_What you are asked to do_.
Set down the whole listing verbatim.

======== Data under study

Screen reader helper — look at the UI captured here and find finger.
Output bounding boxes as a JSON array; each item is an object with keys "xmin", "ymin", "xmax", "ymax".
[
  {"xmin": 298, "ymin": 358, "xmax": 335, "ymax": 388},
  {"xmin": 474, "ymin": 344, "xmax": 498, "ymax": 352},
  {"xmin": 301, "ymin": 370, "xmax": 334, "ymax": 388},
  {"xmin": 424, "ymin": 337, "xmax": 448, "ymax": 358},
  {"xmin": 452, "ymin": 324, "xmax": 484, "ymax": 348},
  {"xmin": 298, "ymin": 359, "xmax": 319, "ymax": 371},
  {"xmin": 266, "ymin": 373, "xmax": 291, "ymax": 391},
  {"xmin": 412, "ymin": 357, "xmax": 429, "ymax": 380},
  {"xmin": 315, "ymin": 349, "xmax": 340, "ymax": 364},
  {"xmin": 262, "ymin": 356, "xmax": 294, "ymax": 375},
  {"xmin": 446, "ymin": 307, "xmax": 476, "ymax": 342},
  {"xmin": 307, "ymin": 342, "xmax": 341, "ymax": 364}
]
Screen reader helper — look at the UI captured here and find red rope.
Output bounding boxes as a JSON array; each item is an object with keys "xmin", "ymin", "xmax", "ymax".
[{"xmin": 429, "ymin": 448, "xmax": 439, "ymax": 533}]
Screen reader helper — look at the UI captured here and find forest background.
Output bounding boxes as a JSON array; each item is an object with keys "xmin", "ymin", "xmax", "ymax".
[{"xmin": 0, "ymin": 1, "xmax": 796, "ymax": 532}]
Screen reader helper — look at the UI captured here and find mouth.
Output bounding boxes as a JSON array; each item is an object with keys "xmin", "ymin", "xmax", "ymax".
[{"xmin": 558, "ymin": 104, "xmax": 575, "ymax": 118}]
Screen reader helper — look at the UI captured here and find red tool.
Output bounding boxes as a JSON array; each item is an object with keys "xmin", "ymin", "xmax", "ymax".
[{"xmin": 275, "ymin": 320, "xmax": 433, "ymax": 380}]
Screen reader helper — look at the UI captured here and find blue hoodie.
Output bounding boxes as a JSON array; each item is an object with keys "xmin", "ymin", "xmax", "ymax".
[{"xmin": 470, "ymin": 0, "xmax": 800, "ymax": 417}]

================

_Answer below_.
Screen reader helper — look at the UI captured here and find finger.
Output bounding boxes as a JSON array; each item is an object with keys "xmin", "ymin", "xmax", "ymax".
[
  {"xmin": 298, "ymin": 358, "xmax": 335, "ymax": 388},
  {"xmin": 474, "ymin": 344, "xmax": 498, "ymax": 352},
  {"xmin": 301, "ymin": 370, "xmax": 334, "ymax": 388},
  {"xmin": 424, "ymin": 337, "xmax": 448, "ymax": 358},
  {"xmin": 452, "ymin": 324, "xmax": 484, "ymax": 348},
  {"xmin": 298, "ymin": 359, "xmax": 319, "ymax": 371},
  {"xmin": 266, "ymin": 373, "xmax": 291, "ymax": 391},
  {"xmin": 412, "ymin": 357, "xmax": 429, "ymax": 380},
  {"xmin": 315, "ymin": 349, "xmax": 340, "ymax": 364},
  {"xmin": 262, "ymin": 356, "xmax": 294, "ymax": 375},
  {"xmin": 446, "ymin": 307, "xmax": 476, "ymax": 342},
  {"xmin": 307, "ymin": 342, "xmax": 341, "ymax": 364}
]
Screen reader helper — look at the UI captured here and find red rope.
Output bounding boxes as a JSON array; each item is an object with keys "xmin", "ymin", "xmax", "ymax".
[{"xmin": 429, "ymin": 448, "xmax": 439, "ymax": 533}]
Screen reader helper — look at the UI captured here and find forest background.
Output bounding boxes as a JSON array; each item is an object with keys "xmin", "ymin", "xmax", "ymax".
[{"xmin": 0, "ymin": 1, "xmax": 796, "ymax": 532}]
Screen reader helper — look at the UI captured here and find mouth.
Output bounding boxes as a JSON array; each item is an object with keys "xmin", "ymin", "xmax", "ymax".
[{"xmin": 558, "ymin": 104, "xmax": 575, "ymax": 118}]
Screen reader helper — look at the UI captured here and find red tool.
Output bounding boxes as a JSON array; each item is an object with keys "xmin", "ymin", "xmax", "ymax".
[{"xmin": 275, "ymin": 320, "xmax": 433, "ymax": 380}]
Screen reader helper — look at the UI captured here and find blue hoodie.
Output bounding boxes as a JSON array; each item is an object with keys "xmin", "ymin", "xmax", "ymax".
[{"xmin": 470, "ymin": 0, "xmax": 800, "ymax": 417}]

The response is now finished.